| DATA LINES |
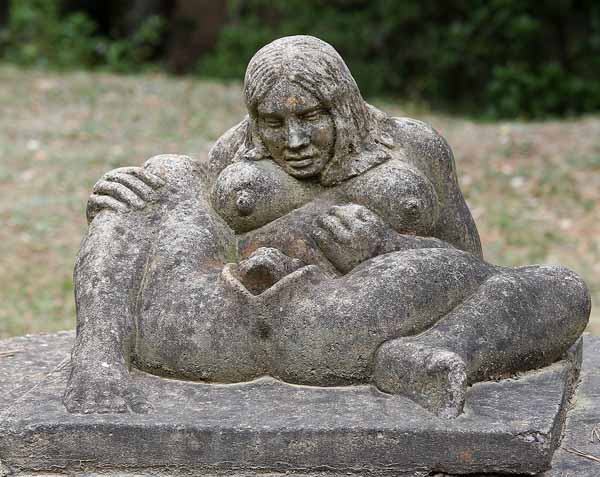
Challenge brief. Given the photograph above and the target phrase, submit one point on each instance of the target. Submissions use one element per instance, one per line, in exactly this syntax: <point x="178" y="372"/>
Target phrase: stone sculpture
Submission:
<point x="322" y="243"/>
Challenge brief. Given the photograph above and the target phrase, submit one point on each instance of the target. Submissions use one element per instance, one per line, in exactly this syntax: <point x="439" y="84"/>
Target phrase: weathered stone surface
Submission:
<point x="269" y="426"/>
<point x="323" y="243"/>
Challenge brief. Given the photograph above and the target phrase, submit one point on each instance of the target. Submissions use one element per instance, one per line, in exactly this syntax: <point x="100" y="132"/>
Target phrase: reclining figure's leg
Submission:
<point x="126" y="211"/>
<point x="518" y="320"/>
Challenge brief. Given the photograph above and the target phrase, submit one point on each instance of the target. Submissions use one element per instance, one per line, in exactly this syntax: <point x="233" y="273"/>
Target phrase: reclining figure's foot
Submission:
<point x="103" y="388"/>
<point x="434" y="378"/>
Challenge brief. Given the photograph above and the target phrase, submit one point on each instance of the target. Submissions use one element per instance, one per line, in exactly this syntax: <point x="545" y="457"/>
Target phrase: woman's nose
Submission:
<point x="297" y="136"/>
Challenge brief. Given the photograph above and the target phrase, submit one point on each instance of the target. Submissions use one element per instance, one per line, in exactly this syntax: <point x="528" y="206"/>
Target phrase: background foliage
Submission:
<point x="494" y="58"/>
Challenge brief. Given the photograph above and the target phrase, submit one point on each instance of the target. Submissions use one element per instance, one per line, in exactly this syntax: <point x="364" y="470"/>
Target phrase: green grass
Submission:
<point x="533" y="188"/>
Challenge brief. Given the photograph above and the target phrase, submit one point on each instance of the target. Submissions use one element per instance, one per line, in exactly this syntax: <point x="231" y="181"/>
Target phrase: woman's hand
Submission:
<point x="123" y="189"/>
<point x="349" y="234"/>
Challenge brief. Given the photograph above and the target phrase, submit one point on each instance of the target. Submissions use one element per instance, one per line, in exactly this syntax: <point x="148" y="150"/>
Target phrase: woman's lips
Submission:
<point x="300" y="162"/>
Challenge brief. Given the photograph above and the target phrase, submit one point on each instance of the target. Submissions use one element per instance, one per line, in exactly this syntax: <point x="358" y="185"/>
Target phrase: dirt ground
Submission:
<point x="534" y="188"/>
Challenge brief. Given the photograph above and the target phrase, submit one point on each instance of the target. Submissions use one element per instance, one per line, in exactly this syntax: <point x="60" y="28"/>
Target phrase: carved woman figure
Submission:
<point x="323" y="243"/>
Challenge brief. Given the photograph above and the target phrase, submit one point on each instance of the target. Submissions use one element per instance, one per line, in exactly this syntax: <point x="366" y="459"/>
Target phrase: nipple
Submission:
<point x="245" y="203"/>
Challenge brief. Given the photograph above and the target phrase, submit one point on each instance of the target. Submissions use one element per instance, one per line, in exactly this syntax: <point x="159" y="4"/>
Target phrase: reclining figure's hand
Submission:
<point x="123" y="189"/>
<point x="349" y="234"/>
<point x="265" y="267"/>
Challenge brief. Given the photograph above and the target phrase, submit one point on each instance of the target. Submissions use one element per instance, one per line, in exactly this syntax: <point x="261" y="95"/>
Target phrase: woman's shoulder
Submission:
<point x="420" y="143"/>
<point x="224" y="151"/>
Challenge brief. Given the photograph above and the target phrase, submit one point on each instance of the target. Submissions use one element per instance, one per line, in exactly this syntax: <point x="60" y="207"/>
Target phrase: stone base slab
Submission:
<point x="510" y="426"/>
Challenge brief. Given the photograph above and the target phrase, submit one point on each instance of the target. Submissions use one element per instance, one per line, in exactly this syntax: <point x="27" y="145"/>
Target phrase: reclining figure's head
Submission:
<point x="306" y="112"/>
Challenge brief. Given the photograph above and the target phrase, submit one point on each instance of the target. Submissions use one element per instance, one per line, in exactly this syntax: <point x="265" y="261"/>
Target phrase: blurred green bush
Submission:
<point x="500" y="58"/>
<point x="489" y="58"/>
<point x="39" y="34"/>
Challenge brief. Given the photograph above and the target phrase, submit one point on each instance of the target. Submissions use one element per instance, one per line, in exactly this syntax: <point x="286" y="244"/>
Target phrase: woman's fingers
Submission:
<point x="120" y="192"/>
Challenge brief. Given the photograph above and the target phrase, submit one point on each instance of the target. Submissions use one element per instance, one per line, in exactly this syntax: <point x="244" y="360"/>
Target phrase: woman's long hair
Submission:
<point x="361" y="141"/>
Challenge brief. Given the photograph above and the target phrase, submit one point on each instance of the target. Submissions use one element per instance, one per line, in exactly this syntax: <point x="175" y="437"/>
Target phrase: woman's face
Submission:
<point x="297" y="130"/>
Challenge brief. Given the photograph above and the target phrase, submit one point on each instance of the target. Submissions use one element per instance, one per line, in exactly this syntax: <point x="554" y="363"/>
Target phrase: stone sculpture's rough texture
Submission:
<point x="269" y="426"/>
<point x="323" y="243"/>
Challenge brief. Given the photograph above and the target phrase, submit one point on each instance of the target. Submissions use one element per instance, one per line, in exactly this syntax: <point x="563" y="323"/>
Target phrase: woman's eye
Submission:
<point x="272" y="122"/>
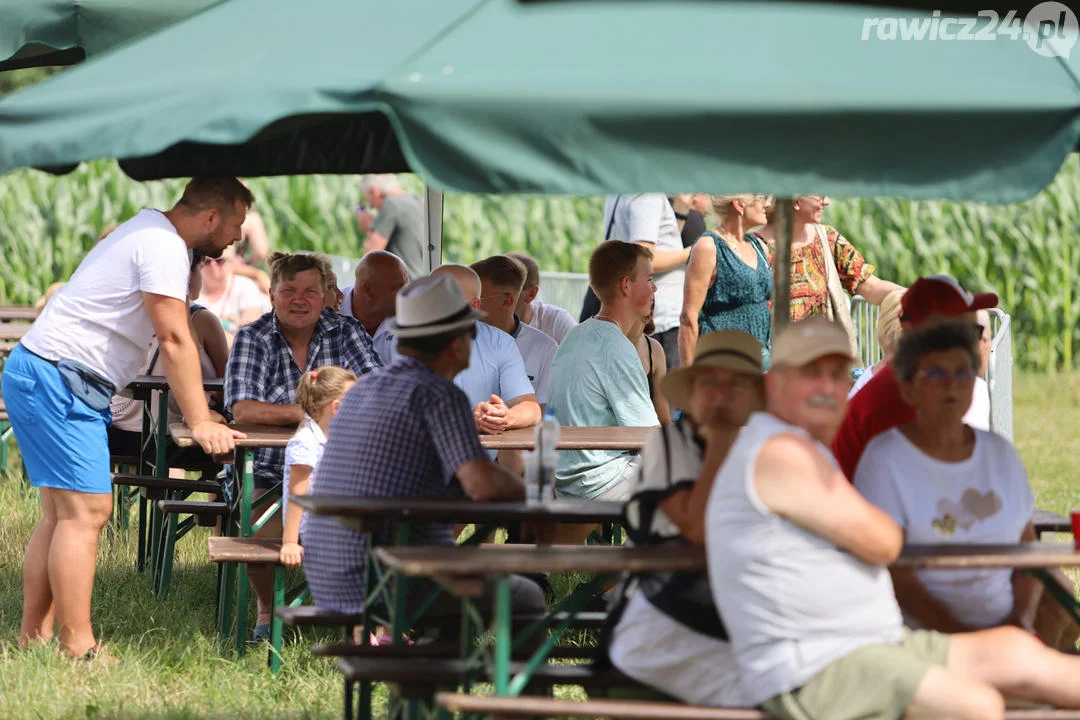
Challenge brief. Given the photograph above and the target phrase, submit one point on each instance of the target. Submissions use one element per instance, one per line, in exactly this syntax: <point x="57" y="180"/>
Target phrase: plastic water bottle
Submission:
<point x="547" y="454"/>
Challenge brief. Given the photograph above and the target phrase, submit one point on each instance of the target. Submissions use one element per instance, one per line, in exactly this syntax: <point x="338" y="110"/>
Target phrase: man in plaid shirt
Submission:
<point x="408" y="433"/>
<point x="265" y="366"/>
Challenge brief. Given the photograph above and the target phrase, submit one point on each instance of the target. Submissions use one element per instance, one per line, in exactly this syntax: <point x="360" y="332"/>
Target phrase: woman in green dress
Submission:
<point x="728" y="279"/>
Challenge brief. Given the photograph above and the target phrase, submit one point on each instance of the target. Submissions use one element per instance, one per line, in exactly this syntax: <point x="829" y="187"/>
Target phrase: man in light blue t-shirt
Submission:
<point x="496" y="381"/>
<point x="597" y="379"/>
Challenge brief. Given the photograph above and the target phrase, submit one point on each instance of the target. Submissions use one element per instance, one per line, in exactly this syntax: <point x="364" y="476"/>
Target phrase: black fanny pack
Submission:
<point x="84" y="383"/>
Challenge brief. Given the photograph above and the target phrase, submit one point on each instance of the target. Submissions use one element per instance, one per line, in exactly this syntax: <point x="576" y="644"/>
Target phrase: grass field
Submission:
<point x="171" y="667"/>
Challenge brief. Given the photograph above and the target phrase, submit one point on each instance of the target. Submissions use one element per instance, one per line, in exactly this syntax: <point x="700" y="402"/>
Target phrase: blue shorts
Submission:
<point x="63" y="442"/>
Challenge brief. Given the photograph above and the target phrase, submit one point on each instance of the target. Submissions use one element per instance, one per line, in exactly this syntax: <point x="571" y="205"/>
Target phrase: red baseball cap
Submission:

| OBJECTIVE |
Images in the records should not be copied. Repeat all the rest exactly.

| SOLUTION TO THE EXERCISE |
Challenge brief. Given the photograph above and the target phrase, submit one point on each instance of the target. Submissions use one element per instance, one per line, in exactly this syntax: <point x="178" y="372"/>
Target phrase: stone sculpture
Submission:
<point x="322" y="243"/>
Challenge brief. Given the photograph above and the target phrase, submit one point on each instance of the target. Submissions use one element per instance, one per line, in exactly this syntax: <point x="439" y="84"/>
Target phrase: weathered stone surface
Submission:
<point x="269" y="426"/>
<point x="323" y="243"/>
Challenge brief. Given the photograph above and the target phrase, submit one point on each instance of the target. Submissions use one element per instance, one per line, in exactly this syntax: <point x="100" y="132"/>
Target phrase: reclining figure's leg
Submission:
<point x="126" y="211"/>
<point x="518" y="320"/>
Challenge brief. Given the photograph above and the target phrase, submit one point on each instance of the target. Submissions use one element per instance, one per line, in exactly this syntax: <point x="233" y="273"/>
Target phrase: reclining figure's foot
Submission:
<point x="103" y="388"/>
<point x="434" y="378"/>
Challenge brief. Given the photograph above and the target phrase, submit one point on each instance of the target. Submissions use one element per instance, one per line, in exactly this syntax: <point x="545" y="457"/>
Target phrase: woman's nose
Submission:
<point x="297" y="136"/>
Challenge brief. Given the photograph above and the target phrase, submit one point on each instance of the target. Submissions use one element per instance, one per line, in exactly this syntax: <point x="528" y="206"/>
Target phrase: background foliage
Submission:
<point x="494" y="58"/>
Challenge brief. Given the photograph above and the target phrase, submit one point on each instance of the target. Submissions use one element per instance, one per line, in exactly this syntax: <point x="364" y="470"/>
Target phrase: green grass
Submission:
<point x="533" y="188"/>
Challenge brief. Given the photograph above and the target phrase, submit one point on each instance of the target. Submissions use one element per instance, one per line, in exactly this syntax: <point x="231" y="181"/>
Target phrase: woman's hand
Submission:
<point x="123" y="189"/>
<point x="349" y="234"/>
Challenge brief. Given the photograph above and the target phrase, submit one point on each instance of the target. Submissions use one element per instance, one per line, in exactly this syntax: <point x="148" y="150"/>
Target phrase: woman's lips
Submission:
<point x="300" y="162"/>
Challenge brief. Given the photograph above and the target phrase, submit one point on each instance of the target. Submissions use one element per instance, one per line, in exactly this syntax: <point x="358" y="185"/>
Target phrase: dirt ground
Submission:
<point x="534" y="188"/>
Challenge brief. Given the photograph above and the target phrase, submit one point on each instance of the target. Submissions use one element per instance, one per line, in exactly this syntax: <point x="60" y="28"/>
Target phrase: carved woman figure
Submission:
<point x="323" y="243"/>
Challenge brief. Given the photograph above and the target phrase, submit one point on each instance of the target. Submissions use one element per instance, one per line, in exactly this syntax: <point x="366" y="459"/>
Target phrase: nipple
Submission:
<point x="245" y="203"/>
Challenge brief. Given the photograph above and the target phrase, submit one point on each instance of the target. Submissions use one element per instance, one per line, in exactly this syntax: <point x="159" y="4"/>
Target phrase: reclining figure's hand
Submission:
<point x="123" y="189"/>
<point x="349" y="234"/>
<point x="265" y="267"/>
Challenge brief. Given the photograph above and the target phrase, submit one point on each instance of the target. Submissions use one element per instance, one per line, in exactly this syntax: <point x="261" y="95"/>
Target phrase: woman's shoulder
Submission:
<point x="420" y="143"/>
<point x="224" y="151"/>
Challenge brief. Given the photograph above and the target phrase, submit one point on each instance of the target. Submissions use one element per instance, one per line, in exactly this syntax: <point x="60" y="207"/>
Target phrase: stone base slab
Submission:
<point x="510" y="426"/>
Challenge brief. Given the photograph above and the target phrase, submit one point on each instance of the target. Submissions use one element per instance, one per line, in exactly this syntax: <point x="27" y="145"/>
Target phrase: reclining figure's head
Submission:
<point x="306" y="112"/>
Challenge brief. Given the photograph above and the target phrase, submit one point on each instance of the target. Submissions use one element per instance, one per line, in exactly this syntax: <point x="265" y="261"/>
Target phrase: blurred green bush
Submission:
<point x="500" y="58"/>
<point x="489" y="58"/>
<point x="39" y="34"/>
Challenge brief. Given the photograph above and the target phrase, submit one point on each instance of the target. Submissions use one element per instance, one per line, in exactly this syntax: <point x="286" y="244"/>
Target phrase: woman's fingers
Submission:
<point x="120" y="192"/>
Challenge brief. Given the photograph above and the target phrase, submit one point on each instance of the target. Submissions use one element per instance, one per line, in exactly this syntax: <point x="244" y="360"/>
Target phrase: woman's long hair
Submission:
<point x="361" y="141"/>
Challenge brief. Given the photograph above and the target phrase, submit one point on each instance of the target. Submissions use one element per instance, one per line, in exactly this syntax: <point x="175" y="437"/>
Target phrase: woman's face
Submission:
<point x="297" y="130"/>
Challenge brief. Given the photograph above and the target phrase, submit one point on each instance of the target. Submissions use one element per instance, one per line, in exactly this syntax: <point x="554" y="363"/>
Target phrase: stone sculpture's rough texture
Submission:
<point x="269" y="426"/>
<point x="323" y="243"/>
Challenge brief. Given the photograph above and the target phrase, submit one point on each instance of the target. Submissions use one element per instance, one per line, in exactly this syntax: <point x="563" y="323"/>
Target phrase: woman's eye
Submission:
<point x="272" y="122"/>
Challenge brief. Given the photograph above and the target phrase, submit one point on each instance of the target. Submissions use one element per instance, one per line, in exactly this syntax: <point x="57" y="180"/>
Target phrase: plastic water bottle
Submission:
<point x="547" y="454"/>
Challenge brief. Given the photograph above and the target phrase, submit one point on each instance of the target. Submissions use one element per instance, one per line, in exactly this syntax: <point x="338" y="110"/>
Target phrase: man in plaid shirt
Submission:
<point x="408" y="433"/>
<point x="265" y="366"/>
Challenge brief. Given the photograph above and the target phrase, submit one point on each instance of the target. Submissions use one element per instance, one per line, in exactly this syntax: <point x="360" y="332"/>
Target phrase: woman in green dress
Submission:
<point x="728" y="279"/>
Challenge brief. Given the photograph above and the target phrase, submit one point on each instance of the target. Submissions use one element per instance, one per line, in exactly this syntax: <point x="829" y="187"/>
Target phrase: man in light blue t-shirt
Submission:
<point x="496" y="381"/>
<point x="597" y="379"/>
Challenge brief. Given the photograph above and the target phrase, submit one point on each instance of the target. Submissions use one element per instance, one per line, in exactly this syntax: <point x="364" y="476"/>
Target phrase: black fanny pack
Submission:
<point x="84" y="383"/>
Challenge brief. Given the photograph above and the target phrase, submit one point on each instance of the target. Submissions use one element per instance, one per line, in exactly this syntax: <point x="576" y="644"/>
Target phrase: grass field
Submission:
<point x="171" y="667"/>
Challenge brief. Given the photograph above and the target phrase, submit one point on each instance of the target. Submissions use one element per instance, one per line, in exactly this syntax: <point x="700" y="402"/>
Target phrase: blue shorts
Submission:
<point x="63" y="442"/>
Challenge brief. Given the photograph above and the target phrase, submit one point on each instance of the target. Submissions use one element per instance, one per line, in exactly this syntax: <point x="571" y="205"/>
Target phrase: red baseball cap
Submission:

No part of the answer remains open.